(Provided information Opens)

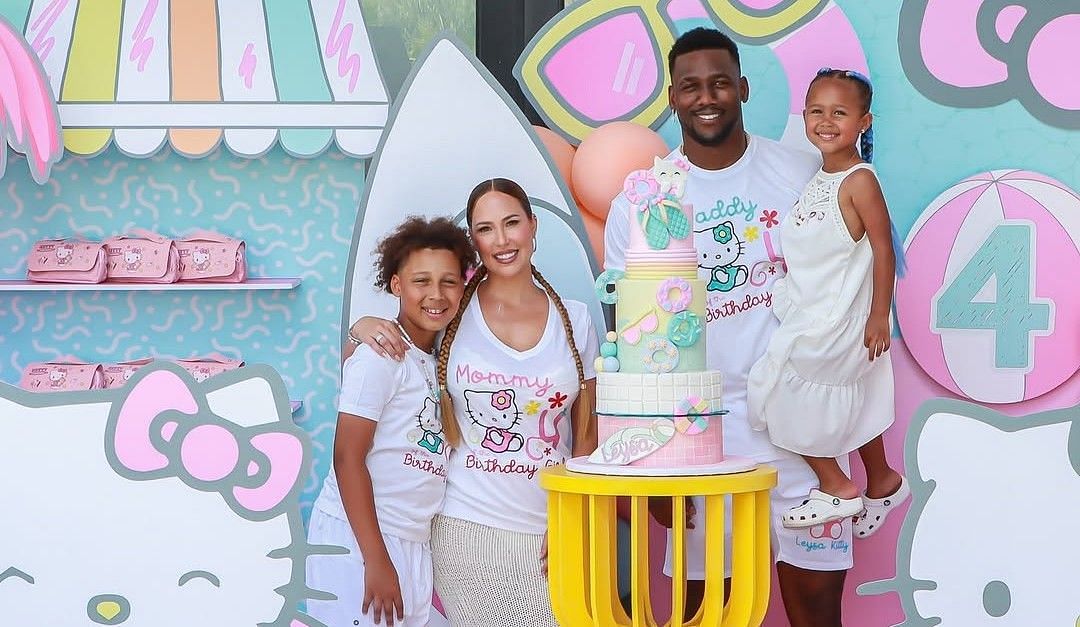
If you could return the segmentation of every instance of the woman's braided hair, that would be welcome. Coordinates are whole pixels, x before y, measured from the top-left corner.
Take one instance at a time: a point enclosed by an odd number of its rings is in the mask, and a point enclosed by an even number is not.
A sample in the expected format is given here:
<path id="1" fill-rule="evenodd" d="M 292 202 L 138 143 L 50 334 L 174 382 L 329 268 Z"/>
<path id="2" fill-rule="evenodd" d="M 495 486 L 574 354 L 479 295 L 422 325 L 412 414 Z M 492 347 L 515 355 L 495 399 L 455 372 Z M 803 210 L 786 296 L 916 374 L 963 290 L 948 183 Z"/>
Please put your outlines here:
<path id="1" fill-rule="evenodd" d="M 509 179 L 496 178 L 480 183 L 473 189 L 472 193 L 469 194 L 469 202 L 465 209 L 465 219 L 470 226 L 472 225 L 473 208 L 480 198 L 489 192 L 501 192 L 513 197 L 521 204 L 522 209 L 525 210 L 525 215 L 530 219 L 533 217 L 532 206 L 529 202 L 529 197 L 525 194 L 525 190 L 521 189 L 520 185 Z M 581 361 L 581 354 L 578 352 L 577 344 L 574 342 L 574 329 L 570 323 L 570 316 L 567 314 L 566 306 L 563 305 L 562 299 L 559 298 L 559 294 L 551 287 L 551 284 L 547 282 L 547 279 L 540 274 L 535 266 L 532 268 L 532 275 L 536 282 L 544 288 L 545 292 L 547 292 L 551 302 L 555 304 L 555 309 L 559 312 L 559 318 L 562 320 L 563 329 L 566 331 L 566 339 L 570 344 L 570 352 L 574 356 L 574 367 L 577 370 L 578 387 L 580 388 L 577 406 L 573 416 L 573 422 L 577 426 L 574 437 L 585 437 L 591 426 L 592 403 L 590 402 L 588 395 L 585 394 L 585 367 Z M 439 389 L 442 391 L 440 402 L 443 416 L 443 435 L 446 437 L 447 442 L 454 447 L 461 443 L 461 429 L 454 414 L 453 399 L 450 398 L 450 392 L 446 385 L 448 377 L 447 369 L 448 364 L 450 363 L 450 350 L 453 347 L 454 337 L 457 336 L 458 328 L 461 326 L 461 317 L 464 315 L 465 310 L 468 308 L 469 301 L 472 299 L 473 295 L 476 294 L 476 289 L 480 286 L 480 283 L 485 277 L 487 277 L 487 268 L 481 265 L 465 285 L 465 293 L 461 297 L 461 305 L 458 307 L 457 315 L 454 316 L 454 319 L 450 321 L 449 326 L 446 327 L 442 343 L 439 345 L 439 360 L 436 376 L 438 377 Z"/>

(Provided information Closes)

▸ What the task requires:
Above are the lines; repeat exactly the ones from the line containing "Take one instance" down to the line containing "292 202 L 138", both inclusive.

▸ Response area:
Take one instance at a time: a point enclosed by an odd number of its rings is in the mask, and a point enclosed by an even number is not.
A sample in the expected format is given here:
<path id="1" fill-rule="evenodd" d="M 292 202 L 138 143 L 50 334 L 174 382 L 329 268 Z"/>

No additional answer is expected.